Exercise brief: What is needed is every line of the data that includes the word "jacket". Please copy each one.

[Records supplied]

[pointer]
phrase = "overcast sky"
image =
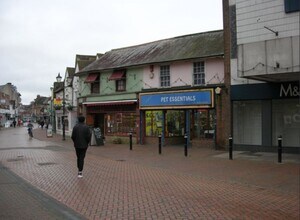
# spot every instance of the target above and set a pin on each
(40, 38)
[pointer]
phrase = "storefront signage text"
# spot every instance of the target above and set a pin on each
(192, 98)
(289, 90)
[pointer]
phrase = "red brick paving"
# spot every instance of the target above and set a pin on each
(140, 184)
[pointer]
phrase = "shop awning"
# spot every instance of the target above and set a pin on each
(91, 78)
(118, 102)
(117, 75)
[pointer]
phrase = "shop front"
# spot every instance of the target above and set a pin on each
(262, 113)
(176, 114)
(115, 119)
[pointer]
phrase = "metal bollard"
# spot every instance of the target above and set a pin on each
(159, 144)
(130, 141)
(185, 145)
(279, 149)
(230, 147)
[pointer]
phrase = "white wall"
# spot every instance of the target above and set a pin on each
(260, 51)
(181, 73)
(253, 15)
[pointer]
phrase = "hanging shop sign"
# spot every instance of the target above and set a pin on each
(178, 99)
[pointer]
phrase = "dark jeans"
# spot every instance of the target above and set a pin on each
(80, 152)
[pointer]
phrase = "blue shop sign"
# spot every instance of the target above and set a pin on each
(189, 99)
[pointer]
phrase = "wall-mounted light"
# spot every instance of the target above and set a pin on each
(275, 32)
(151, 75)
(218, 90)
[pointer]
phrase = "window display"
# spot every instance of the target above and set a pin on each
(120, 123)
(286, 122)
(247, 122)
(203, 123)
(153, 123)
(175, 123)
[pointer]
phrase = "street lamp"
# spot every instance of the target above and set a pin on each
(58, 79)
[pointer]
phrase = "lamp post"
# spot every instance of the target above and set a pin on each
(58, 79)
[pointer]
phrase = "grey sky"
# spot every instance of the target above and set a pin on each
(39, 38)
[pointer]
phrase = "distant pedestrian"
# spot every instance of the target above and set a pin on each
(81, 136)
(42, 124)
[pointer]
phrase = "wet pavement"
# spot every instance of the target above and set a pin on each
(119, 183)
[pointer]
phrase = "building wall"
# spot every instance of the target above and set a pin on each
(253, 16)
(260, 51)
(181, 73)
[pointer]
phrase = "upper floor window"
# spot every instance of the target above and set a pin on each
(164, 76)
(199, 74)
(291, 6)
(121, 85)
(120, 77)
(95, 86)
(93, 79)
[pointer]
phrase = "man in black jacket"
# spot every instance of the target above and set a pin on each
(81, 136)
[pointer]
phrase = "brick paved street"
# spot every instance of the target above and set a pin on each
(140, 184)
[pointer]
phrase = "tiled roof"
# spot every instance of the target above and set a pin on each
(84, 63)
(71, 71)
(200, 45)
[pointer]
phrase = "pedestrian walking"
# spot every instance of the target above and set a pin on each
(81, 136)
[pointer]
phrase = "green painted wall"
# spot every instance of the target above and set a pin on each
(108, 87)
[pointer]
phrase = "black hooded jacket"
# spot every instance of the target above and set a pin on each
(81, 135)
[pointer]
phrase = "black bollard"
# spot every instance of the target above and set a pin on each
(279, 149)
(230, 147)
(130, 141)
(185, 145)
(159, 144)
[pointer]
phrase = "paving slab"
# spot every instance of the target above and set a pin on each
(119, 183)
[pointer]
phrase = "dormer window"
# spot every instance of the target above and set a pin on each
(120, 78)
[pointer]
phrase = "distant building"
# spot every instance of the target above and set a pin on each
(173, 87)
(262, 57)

[/Records supplied]
[Records supplied]

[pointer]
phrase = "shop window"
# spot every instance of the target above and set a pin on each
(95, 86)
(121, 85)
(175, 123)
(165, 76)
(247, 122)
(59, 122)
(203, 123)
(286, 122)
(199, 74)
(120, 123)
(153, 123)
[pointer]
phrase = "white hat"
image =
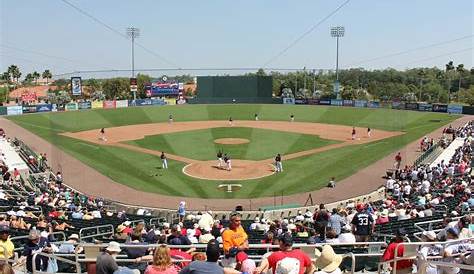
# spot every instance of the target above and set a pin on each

[/Records supplied]

Output for this exercise:
phrase = "man in black jacket"
phrase = "black hooded jacket"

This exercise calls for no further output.